» **ABOUT THIS EXERCISE**:
Produce as output only the lines below starting at the line with "point: rose bush" and continuing through the line with "point: rose stem", each one exactly as written.

Stored data entries:

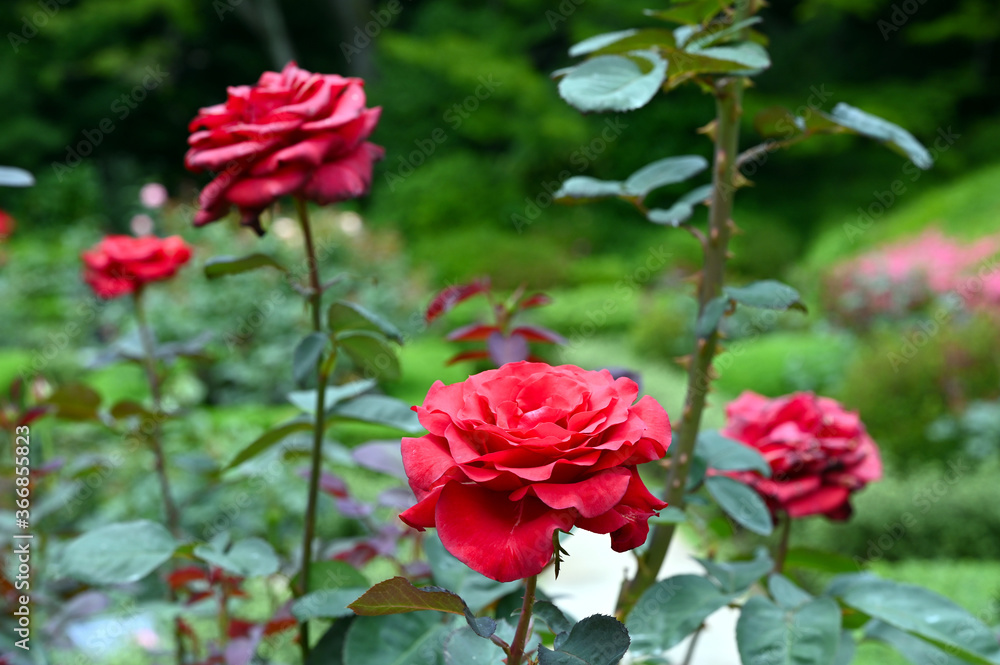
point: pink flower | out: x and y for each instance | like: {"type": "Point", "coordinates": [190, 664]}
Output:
{"type": "Point", "coordinates": [819, 453]}
{"type": "Point", "coordinates": [295, 133]}
{"type": "Point", "coordinates": [153, 195]}
{"type": "Point", "coordinates": [119, 265]}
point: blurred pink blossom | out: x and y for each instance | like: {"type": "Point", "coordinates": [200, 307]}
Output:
{"type": "Point", "coordinates": [153, 195]}
{"type": "Point", "coordinates": [141, 225]}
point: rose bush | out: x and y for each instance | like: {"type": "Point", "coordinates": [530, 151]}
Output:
{"type": "Point", "coordinates": [516, 453]}
{"type": "Point", "coordinates": [294, 133]}
{"type": "Point", "coordinates": [818, 452]}
{"type": "Point", "coordinates": [119, 265]}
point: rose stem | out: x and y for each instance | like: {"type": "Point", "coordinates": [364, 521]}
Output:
{"type": "Point", "coordinates": [786, 530]}
{"type": "Point", "coordinates": [316, 301]}
{"type": "Point", "coordinates": [173, 516]}
{"type": "Point", "coordinates": [521, 634]}
{"type": "Point", "coordinates": [728, 103]}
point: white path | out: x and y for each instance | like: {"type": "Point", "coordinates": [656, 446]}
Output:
{"type": "Point", "coordinates": [590, 577]}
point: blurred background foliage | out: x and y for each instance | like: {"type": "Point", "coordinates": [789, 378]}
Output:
{"type": "Point", "coordinates": [441, 210]}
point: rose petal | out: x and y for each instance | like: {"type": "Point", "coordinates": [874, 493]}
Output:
{"type": "Point", "coordinates": [501, 539]}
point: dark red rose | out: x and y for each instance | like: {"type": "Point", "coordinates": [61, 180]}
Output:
{"type": "Point", "coordinates": [516, 453]}
{"type": "Point", "coordinates": [819, 453]}
{"type": "Point", "coordinates": [118, 265]}
{"type": "Point", "coordinates": [293, 134]}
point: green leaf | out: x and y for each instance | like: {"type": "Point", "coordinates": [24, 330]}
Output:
{"type": "Point", "coordinates": [724, 454]}
{"type": "Point", "coordinates": [332, 396]}
{"type": "Point", "coordinates": [552, 616]}
{"type": "Point", "coordinates": [75, 401]}
{"type": "Point", "coordinates": [268, 439]}
{"type": "Point", "coordinates": [708, 36]}
{"type": "Point", "coordinates": [768, 635]}
{"type": "Point", "coordinates": [221, 266]}
{"type": "Point", "coordinates": [11, 176]}
{"type": "Point", "coordinates": [923, 613]}
{"type": "Point", "coordinates": [786, 593]}
{"type": "Point", "coordinates": [663, 172]}
{"type": "Point", "coordinates": [882, 130]}
{"type": "Point", "coordinates": [326, 603]}
{"type": "Point", "coordinates": [399, 639]}
{"type": "Point", "coordinates": [669, 515]}
{"type": "Point", "coordinates": [914, 649]}
{"type": "Point", "coordinates": [845, 648]}
{"type": "Point", "coordinates": [465, 647]}
{"type": "Point", "coordinates": [118, 553]}
{"type": "Point", "coordinates": [741, 503]}
{"type": "Point", "coordinates": [598, 42]}
{"type": "Point", "coordinates": [735, 57]}
{"type": "Point", "coordinates": [330, 648]}
{"type": "Point", "coordinates": [475, 589]}
{"type": "Point", "coordinates": [597, 640]}
{"type": "Point", "coordinates": [253, 557]}
{"type": "Point", "coordinates": [737, 576]}
{"type": "Point", "coordinates": [397, 595]}
{"type": "Point", "coordinates": [614, 82]}
{"type": "Point", "coordinates": [670, 610]}
{"type": "Point", "coordinates": [306, 356]}
{"type": "Point", "coordinates": [766, 294]}
{"type": "Point", "coordinates": [128, 408]}
{"type": "Point", "coordinates": [371, 353]}
{"type": "Point", "coordinates": [583, 189]}
{"type": "Point", "coordinates": [711, 315]}
{"type": "Point", "coordinates": [682, 210]}
{"type": "Point", "coordinates": [828, 562]}
{"type": "Point", "coordinates": [380, 410]}
{"type": "Point", "coordinates": [345, 315]}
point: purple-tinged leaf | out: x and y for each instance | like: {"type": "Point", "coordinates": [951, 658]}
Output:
{"type": "Point", "coordinates": [453, 295]}
{"type": "Point", "coordinates": [505, 350]}
{"type": "Point", "coordinates": [474, 332]}
{"type": "Point", "coordinates": [539, 334]}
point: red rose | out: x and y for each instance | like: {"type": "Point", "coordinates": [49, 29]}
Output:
{"type": "Point", "coordinates": [294, 133]}
{"type": "Point", "coordinates": [819, 453]}
{"type": "Point", "coordinates": [515, 453]}
{"type": "Point", "coordinates": [118, 265]}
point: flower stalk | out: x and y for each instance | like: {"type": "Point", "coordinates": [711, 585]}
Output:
{"type": "Point", "coordinates": [715, 246]}
{"type": "Point", "coordinates": [319, 425]}
{"type": "Point", "coordinates": [521, 633]}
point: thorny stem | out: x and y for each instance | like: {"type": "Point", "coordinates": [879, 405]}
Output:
{"type": "Point", "coordinates": [729, 96]}
{"type": "Point", "coordinates": [309, 532]}
{"type": "Point", "coordinates": [169, 507]}
{"type": "Point", "coordinates": [786, 531]}
{"type": "Point", "coordinates": [521, 634]}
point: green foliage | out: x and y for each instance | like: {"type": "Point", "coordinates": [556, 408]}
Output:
{"type": "Point", "coordinates": [912, 515]}
{"type": "Point", "coordinates": [901, 389]}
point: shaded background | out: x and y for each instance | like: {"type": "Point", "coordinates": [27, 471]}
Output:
{"type": "Point", "coordinates": [454, 211]}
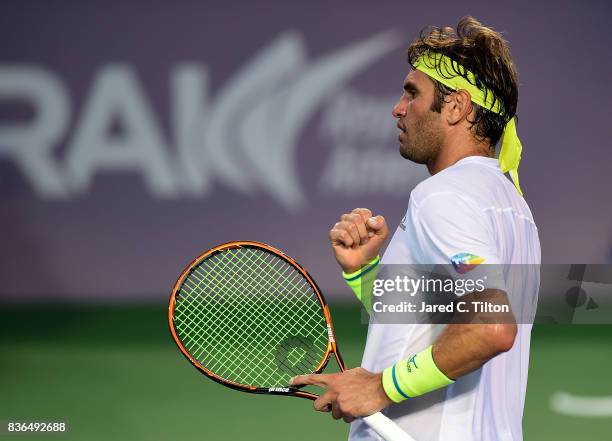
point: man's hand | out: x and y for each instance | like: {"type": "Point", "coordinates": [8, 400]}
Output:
{"type": "Point", "coordinates": [349, 395]}
{"type": "Point", "coordinates": [357, 238]}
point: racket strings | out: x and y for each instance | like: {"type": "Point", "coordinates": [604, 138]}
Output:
{"type": "Point", "coordinates": [250, 317]}
{"type": "Point", "coordinates": [258, 354]}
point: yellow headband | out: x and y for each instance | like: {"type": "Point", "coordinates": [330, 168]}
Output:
{"type": "Point", "coordinates": [446, 73]}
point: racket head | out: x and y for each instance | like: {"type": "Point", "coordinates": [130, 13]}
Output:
{"type": "Point", "coordinates": [224, 316]}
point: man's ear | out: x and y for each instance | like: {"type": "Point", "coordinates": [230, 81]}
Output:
{"type": "Point", "coordinates": [459, 106]}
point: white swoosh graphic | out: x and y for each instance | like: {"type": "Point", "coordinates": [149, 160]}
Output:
{"type": "Point", "coordinates": [269, 134]}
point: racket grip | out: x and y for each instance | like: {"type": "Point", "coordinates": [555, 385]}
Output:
{"type": "Point", "coordinates": [386, 428]}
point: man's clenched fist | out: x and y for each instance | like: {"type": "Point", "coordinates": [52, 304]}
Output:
{"type": "Point", "coordinates": [357, 238]}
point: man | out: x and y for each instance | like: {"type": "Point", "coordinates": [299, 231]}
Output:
{"type": "Point", "coordinates": [461, 381]}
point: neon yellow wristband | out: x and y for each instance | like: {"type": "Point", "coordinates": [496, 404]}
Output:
{"type": "Point", "coordinates": [362, 280]}
{"type": "Point", "coordinates": [414, 376]}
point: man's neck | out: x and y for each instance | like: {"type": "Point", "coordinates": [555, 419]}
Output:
{"type": "Point", "coordinates": [455, 151]}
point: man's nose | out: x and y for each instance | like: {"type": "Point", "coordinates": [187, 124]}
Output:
{"type": "Point", "coordinates": [399, 110]}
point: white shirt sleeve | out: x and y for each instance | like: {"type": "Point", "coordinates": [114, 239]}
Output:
{"type": "Point", "coordinates": [452, 230]}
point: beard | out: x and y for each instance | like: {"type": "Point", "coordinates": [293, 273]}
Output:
{"type": "Point", "coordinates": [424, 142]}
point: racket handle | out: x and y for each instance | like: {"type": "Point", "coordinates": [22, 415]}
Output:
{"type": "Point", "coordinates": [386, 428]}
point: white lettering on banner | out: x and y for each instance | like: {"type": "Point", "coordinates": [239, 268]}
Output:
{"type": "Point", "coordinates": [30, 144]}
{"type": "Point", "coordinates": [245, 139]}
{"type": "Point", "coordinates": [117, 95]}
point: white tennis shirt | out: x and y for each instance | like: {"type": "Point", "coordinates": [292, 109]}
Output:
{"type": "Point", "coordinates": [472, 208]}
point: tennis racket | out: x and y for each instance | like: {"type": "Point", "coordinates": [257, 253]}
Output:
{"type": "Point", "coordinates": [250, 317]}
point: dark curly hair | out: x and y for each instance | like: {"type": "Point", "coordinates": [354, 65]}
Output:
{"type": "Point", "coordinates": [486, 54]}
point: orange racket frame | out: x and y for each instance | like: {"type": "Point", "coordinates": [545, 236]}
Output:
{"type": "Point", "coordinates": [332, 346]}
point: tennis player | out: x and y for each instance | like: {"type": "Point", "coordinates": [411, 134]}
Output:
{"type": "Point", "coordinates": [459, 381]}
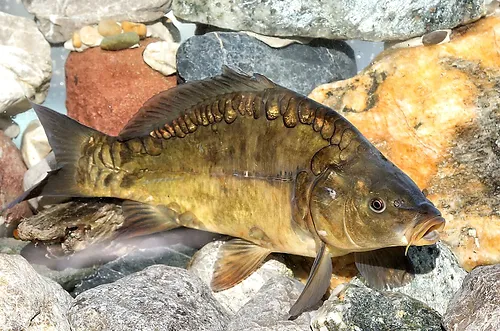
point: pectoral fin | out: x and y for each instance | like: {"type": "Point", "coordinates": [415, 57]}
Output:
{"type": "Point", "coordinates": [237, 260]}
{"type": "Point", "coordinates": [142, 219]}
{"type": "Point", "coordinates": [317, 283]}
{"type": "Point", "coordinates": [384, 268]}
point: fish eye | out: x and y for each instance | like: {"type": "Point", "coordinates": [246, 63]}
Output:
{"type": "Point", "coordinates": [377, 205]}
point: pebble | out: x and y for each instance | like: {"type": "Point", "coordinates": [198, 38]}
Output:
{"type": "Point", "coordinates": [109, 28]}
{"type": "Point", "coordinates": [90, 36]}
{"type": "Point", "coordinates": [121, 41]}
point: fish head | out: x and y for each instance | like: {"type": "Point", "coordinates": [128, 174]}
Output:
{"type": "Point", "coordinates": [371, 204]}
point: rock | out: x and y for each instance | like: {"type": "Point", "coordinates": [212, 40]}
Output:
{"type": "Point", "coordinates": [177, 255]}
{"type": "Point", "coordinates": [73, 226]}
{"type": "Point", "coordinates": [29, 301]}
{"type": "Point", "coordinates": [268, 309]}
{"type": "Point", "coordinates": [161, 56]}
{"type": "Point", "coordinates": [105, 89]}
{"type": "Point", "coordinates": [477, 305]}
{"type": "Point", "coordinates": [138, 28]}
{"type": "Point", "coordinates": [25, 64]}
{"type": "Point", "coordinates": [35, 145]}
{"type": "Point", "coordinates": [120, 41]}
{"type": "Point", "coordinates": [157, 298]}
{"type": "Point", "coordinates": [58, 21]}
{"type": "Point", "coordinates": [361, 308]}
{"type": "Point", "coordinates": [235, 297]}
{"type": "Point", "coordinates": [12, 170]}
{"type": "Point", "coordinates": [298, 67]}
{"type": "Point", "coordinates": [90, 36]}
{"type": "Point", "coordinates": [109, 28]}
{"type": "Point", "coordinates": [437, 276]}
{"type": "Point", "coordinates": [360, 19]}
{"type": "Point", "coordinates": [433, 111]}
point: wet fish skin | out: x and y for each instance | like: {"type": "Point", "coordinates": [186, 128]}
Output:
{"type": "Point", "coordinates": [245, 157]}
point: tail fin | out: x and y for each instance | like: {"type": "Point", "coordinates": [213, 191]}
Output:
{"type": "Point", "coordinates": [66, 137]}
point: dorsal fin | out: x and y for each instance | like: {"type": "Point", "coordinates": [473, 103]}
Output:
{"type": "Point", "coordinates": [170, 104]}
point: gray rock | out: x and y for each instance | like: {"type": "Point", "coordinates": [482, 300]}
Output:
{"type": "Point", "coordinates": [177, 256]}
{"type": "Point", "coordinates": [362, 308]}
{"type": "Point", "coordinates": [25, 64]}
{"type": "Point", "coordinates": [476, 307]}
{"type": "Point", "coordinates": [298, 67]}
{"type": "Point", "coordinates": [202, 265]}
{"type": "Point", "coordinates": [29, 301]}
{"type": "Point", "coordinates": [438, 276]}
{"type": "Point", "coordinates": [268, 309]}
{"type": "Point", "coordinates": [59, 19]}
{"type": "Point", "coordinates": [157, 298]}
{"type": "Point", "coordinates": [344, 19]}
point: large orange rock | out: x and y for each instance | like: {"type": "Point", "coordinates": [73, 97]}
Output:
{"type": "Point", "coordinates": [104, 88]}
{"type": "Point", "coordinates": [12, 170]}
{"type": "Point", "coordinates": [435, 112]}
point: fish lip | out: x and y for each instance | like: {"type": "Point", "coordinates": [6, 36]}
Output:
{"type": "Point", "coordinates": [426, 231]}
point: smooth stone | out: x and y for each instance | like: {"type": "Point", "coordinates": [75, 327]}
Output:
{"type": "Point", "coordinates": [476, 306]}
{"type": "Point", "coordinates": [267, 310]}
{"type": "Point", "coordinates": [161, 56]}
{"type": "Point", "coordinates": [105, 89]}
{"type": "Point", "coordinates": [109, 28]}
{"type": "Point", "coordinates": [90, 36]}
{"type": "Point", "coordinates": [25, 64]}
{"type": "Point", "coordinates": [29, 301]}
{"type": "Point", "coordinates": [57, 21]}
{"type": "Point", "coordinates": [34, 145]}
{"type": "Point", "coordinates": [298, 67]}
{"type": "Point", "coordinates": [345, 19]}
{"type": "Point", "coordinates": [232, 299]}
{"type": "Point", "coordinates": [157, 298]}
{"type": "Point", "coordinates": [433, 111]}
{"type": "Point", "coordinates": [12, 170]}
{"type": "Point", "coordinates": [361, 308]}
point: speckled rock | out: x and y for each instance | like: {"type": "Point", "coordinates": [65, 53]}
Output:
{"type": "Point", "coordinates": [159, 297]}
{"type": "Point", "coordinates": [175, 255]}
{"type": "Point", "coordinates": [59, 19]}
{"type": "Point", "coordinates": [12, 170]}
{"type": "Point", "coordinates": [433, 110]}
{"type": "Point", "coordinates": [104, 89]}
{"type": "Point", "coordinates": [346, 19]}
{"type": "Point", "coordinates": [120, 41]}
{"type": "Point", "coordinates": [235, 297]}
{"type": "Point", "coordinates": [361, 308]}
{"type": "Point", "coordinates": [25, 64]}
{"type": "Point", "coordinates": [476, 307]}
{"type": "Point", "coordinates": [29, 301]}
{"type": "Point", "coordinates": [299, 67]}
{"type": "Point", "coordinates": [268, 309]}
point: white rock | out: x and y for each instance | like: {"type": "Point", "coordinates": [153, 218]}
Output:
{"type": "Point", "coordinates": [160, 31]}
{"type": "Point", "coordinates": [35, 145]}
{"type": "Point", "coordinates": [25, 64]}
{"type": "Point", "coordinates": [161, 56]}
{"type": "Point", "coordinates": [29, 301]}
{"type": "Point", "coordinates": [90, 36]}
{"type": "Point", "coordinates": [59, 19]}
{"type": "Point", "coordinates": [202, 265]}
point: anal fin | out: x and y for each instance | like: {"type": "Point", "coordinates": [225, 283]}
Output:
{"type": "Point", "coordinates": [237, 260]}
{"type": "Point", "coordinates": [384, 268]}
{"type": "Point", "coordinates": [143, 219]}
{"type": "Point", "coordinates": [317, 283]}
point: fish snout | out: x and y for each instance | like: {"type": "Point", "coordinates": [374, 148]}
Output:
{"type": "Point", "coordinates": [429, 223]}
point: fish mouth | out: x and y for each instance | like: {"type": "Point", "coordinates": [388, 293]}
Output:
{"type": "Point", "coordinates": [426, 232]}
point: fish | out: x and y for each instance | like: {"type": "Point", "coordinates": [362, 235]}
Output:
{"type": "Point", "coordinates": [243, 156]}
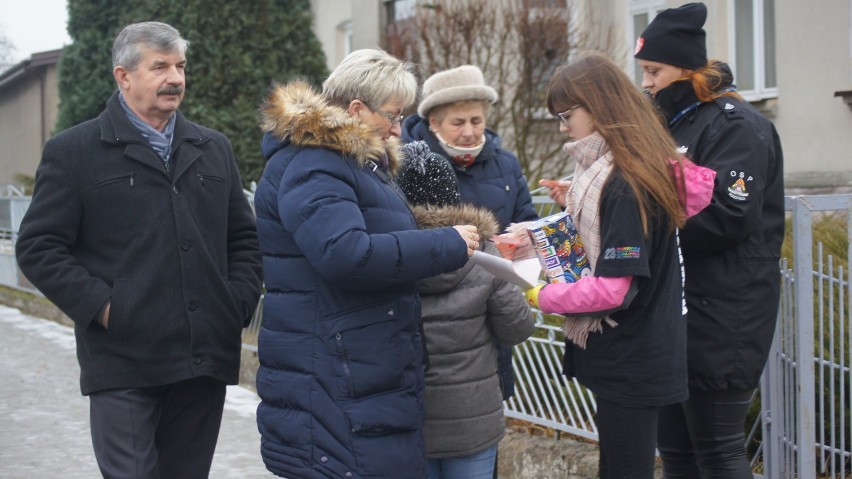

» **YOUR SOLUTION**:
point: rose bush | out: x and y for each instance | like: {"type": "Point", "coordinates": [530, 151]}
Output:
{"type": "Point", "coordinates": [516, 453]}
{"type": "Point", "coordinates": [294, 133]}
{"type": "Point", "coordinates": [818, 452]}
{"type": "Point", "coordinates": [119, 265]}
point: rose stem | out: x and y for each instance | like: {"type": "Point", "coordinates": [364, 521]}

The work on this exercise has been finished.